#### Working data
● ● ●

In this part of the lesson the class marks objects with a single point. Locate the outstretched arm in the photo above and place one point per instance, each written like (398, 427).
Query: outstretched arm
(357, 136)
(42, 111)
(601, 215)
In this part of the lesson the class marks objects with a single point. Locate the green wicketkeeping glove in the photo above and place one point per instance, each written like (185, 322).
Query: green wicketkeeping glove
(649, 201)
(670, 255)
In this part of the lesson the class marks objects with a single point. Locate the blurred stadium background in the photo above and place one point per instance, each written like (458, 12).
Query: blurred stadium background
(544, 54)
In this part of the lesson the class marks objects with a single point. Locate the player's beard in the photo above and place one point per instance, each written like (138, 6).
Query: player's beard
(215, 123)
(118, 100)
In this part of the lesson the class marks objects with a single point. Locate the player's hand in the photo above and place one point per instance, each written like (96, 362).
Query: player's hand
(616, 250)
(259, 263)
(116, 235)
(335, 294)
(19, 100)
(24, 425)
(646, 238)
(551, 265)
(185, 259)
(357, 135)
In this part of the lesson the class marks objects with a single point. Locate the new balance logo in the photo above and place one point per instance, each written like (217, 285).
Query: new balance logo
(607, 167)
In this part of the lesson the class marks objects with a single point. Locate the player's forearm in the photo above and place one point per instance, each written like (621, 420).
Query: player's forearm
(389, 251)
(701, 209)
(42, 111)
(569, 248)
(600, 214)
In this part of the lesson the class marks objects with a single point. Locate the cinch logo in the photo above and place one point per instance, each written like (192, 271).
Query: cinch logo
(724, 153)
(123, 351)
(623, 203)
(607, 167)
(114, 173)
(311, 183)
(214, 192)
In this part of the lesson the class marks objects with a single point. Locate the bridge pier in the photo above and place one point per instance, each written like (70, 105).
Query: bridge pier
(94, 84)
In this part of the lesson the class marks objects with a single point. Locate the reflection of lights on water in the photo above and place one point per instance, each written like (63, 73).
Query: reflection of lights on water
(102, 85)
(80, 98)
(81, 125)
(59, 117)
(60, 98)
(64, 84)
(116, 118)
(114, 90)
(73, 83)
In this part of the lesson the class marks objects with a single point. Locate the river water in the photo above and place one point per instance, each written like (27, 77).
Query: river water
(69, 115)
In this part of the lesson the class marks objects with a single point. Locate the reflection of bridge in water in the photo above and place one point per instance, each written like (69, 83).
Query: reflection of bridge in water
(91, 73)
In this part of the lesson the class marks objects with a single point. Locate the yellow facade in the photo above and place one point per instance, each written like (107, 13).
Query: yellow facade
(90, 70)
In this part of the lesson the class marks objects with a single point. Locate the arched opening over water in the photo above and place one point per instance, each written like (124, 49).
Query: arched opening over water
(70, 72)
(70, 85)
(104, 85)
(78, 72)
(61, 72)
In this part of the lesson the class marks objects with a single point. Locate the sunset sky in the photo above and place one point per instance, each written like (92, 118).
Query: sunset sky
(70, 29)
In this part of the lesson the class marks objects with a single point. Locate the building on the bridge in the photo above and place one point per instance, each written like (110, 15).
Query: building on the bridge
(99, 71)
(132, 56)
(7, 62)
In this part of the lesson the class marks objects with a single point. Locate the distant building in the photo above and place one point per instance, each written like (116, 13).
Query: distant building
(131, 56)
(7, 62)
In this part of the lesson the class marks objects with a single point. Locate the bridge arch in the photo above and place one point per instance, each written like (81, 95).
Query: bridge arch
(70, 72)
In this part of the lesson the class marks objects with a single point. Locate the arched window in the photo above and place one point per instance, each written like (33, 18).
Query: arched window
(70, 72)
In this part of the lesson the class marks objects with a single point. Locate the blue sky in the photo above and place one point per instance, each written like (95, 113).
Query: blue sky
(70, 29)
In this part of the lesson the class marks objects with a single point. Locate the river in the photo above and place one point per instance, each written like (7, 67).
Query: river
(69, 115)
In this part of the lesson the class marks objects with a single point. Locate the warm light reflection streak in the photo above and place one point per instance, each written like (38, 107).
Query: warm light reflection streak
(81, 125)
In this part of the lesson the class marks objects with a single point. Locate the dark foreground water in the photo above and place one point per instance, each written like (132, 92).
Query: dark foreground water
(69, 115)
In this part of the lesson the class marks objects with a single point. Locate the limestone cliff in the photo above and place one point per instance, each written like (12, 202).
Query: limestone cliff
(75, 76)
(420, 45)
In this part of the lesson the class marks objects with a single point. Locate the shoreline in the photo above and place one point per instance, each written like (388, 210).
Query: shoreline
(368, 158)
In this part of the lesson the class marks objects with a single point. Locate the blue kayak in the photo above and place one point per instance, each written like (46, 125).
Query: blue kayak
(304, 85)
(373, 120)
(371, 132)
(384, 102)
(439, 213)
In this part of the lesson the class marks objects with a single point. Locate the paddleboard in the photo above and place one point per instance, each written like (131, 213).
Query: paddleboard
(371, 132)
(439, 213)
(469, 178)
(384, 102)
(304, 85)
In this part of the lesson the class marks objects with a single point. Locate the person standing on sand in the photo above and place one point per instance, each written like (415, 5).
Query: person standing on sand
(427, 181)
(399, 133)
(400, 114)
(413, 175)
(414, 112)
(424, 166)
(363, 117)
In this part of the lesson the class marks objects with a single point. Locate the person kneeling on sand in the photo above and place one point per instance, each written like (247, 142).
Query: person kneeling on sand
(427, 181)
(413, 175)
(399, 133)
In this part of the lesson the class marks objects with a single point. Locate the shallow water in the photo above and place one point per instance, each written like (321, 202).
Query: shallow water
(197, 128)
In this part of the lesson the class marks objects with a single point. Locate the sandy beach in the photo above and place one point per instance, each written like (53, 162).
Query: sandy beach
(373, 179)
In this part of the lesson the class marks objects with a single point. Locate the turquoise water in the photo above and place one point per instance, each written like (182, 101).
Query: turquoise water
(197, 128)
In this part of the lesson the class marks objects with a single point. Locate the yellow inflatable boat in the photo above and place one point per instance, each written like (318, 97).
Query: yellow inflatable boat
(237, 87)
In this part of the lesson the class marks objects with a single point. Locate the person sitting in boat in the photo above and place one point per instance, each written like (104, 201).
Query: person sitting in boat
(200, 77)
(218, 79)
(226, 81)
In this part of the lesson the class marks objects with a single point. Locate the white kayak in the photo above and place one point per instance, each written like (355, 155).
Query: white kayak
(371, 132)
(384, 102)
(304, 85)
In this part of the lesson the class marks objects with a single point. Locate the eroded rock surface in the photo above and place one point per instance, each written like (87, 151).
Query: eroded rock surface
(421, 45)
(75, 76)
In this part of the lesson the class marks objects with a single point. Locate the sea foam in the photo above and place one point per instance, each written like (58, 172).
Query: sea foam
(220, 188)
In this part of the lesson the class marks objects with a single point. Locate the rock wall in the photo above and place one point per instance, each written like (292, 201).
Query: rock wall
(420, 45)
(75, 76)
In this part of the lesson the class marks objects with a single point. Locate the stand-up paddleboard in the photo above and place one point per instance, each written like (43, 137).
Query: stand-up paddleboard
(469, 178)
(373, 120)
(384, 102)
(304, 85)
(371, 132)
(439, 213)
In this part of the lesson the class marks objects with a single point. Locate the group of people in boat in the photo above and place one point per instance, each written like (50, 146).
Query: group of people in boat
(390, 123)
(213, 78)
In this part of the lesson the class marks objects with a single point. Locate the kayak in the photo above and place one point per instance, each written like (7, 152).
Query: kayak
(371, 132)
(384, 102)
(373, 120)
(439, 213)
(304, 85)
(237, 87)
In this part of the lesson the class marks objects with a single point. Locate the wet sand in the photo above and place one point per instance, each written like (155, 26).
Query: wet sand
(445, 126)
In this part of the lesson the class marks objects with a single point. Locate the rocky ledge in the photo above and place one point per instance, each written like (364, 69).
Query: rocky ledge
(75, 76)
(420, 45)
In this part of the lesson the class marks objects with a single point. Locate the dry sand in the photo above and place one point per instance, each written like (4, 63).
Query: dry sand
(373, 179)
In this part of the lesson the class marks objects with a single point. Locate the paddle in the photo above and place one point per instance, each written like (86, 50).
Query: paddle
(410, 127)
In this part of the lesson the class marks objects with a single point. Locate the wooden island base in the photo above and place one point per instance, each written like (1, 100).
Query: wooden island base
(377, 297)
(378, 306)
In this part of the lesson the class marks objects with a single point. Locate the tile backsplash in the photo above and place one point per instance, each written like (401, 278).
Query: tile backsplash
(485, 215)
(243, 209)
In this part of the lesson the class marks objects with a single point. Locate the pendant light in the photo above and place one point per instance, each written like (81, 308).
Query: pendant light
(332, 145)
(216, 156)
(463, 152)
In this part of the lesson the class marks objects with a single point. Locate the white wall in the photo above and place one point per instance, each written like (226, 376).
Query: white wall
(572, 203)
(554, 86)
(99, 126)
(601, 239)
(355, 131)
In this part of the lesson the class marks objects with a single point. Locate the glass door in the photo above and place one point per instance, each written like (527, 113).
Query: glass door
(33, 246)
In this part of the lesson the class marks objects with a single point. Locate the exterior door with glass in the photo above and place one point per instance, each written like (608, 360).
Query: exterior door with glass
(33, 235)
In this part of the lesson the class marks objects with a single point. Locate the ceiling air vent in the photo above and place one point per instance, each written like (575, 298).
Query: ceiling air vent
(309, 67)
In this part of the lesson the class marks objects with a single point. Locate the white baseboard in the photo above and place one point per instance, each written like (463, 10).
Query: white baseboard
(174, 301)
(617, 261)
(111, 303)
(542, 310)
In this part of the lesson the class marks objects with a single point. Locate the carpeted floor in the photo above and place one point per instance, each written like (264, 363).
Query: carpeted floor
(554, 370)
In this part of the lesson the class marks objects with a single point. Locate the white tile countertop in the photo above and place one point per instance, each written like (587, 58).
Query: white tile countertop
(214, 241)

● ● ●

#### Work to be completed
Give back exactly the lines running from the line containing "like (226, 376)." through the end of the material above, both included, and nothing beyond them.

#### Response to the task
In this part of the lesson the class marks objects with a single point. Locate the white wall in the photo above and place one point per instance, each written like (226, 376).
Query: white wall
(572, 203)
(554, 86)
(99, 126)
(601, 239)
(355, 131)
In this part of the lesson the class marks objects with a single point. Locate the glass door in the photo above and place one point per instance, each written like (527, 113).
Query: glass door
(33, 246)
In this part of the lesson the class marks objects with a single point. Locate the exterior door with glass in the photo above and place one point per instance, each written like (608, 360).
Query: exterior door with glass
(33, 235)
In this part of the lesson the class marks objects with a single point. Locate the ceiling air vent in the photo above and place one point per instance, each written like (575, 298).
Query: ceiling air vent
(309, 67)
In this part of the lesson the class marks objects with a single point. Locate the white baseboard in the photo above and place one point per instance, each written like (463, 10).
Query: white baseboard
(174, 301)
(617, 261)
(111, 303)
(542, 310)
In this part of the lesson the class marks objects with a single point. Locate the carpeted floor in the photo above and place one point per instance, each written like (264, 363).
Query: carpeted floor
(554, 370)
In this part of the lesson the class marks objects with a single point. Locate the white tile countertop in the photo above and place one point per instance, each written like (587, 58).
Query: white tile countertop
(214, 241)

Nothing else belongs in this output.